-- BEGIN Exercise inputs --

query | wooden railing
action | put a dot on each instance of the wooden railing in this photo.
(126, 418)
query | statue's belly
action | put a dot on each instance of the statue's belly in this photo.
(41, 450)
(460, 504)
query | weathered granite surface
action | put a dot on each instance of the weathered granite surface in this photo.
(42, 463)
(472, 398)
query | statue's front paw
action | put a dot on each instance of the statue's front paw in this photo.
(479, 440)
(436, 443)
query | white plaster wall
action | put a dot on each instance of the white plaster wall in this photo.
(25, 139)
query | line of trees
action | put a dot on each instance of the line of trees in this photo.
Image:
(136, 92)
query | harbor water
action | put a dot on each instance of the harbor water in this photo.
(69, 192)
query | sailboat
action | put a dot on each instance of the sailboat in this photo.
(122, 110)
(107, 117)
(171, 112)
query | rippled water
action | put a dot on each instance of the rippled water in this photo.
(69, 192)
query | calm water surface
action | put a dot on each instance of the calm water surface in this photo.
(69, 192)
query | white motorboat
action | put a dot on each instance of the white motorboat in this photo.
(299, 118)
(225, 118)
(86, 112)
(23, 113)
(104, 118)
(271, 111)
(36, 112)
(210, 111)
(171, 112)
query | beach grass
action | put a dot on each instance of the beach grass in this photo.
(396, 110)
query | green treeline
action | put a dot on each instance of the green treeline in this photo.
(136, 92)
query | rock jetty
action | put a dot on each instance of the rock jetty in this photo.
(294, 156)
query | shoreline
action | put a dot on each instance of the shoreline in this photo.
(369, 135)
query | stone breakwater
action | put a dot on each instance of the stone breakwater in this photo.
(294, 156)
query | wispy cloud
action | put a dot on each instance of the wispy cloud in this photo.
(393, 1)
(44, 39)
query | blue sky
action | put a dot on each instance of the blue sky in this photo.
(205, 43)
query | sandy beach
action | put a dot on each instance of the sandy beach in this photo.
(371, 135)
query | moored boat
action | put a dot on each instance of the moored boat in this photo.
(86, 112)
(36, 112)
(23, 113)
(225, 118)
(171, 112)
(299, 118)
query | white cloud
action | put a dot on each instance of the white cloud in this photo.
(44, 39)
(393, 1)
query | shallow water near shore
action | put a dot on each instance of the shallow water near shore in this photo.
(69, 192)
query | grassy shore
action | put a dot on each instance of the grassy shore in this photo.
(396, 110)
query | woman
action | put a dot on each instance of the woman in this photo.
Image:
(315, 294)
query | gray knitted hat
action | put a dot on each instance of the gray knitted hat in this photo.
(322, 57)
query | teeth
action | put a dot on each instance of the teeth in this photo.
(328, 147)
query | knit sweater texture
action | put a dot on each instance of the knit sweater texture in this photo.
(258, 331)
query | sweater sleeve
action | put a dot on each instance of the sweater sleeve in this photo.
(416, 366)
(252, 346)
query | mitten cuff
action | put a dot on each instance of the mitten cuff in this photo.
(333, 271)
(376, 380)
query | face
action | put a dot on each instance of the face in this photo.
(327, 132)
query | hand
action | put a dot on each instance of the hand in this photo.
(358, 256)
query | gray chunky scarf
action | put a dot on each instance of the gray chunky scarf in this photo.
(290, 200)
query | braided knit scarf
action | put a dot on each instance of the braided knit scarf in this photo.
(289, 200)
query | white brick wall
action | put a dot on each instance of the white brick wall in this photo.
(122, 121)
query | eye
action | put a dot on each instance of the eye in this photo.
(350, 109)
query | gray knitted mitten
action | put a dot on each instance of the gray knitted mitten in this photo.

-- END Exercise inputs --

* Short task:
Rewrite the lines starting at the one that contains "query | gray knitted mitten" and ending at the last line, with "gray knitted mitten" replaced by "gray wool mitten" and nothing else changed.

* Exercise answer:
query | gray wool mitten
action | put a dot on each instance of the gray wool mitten in this photo.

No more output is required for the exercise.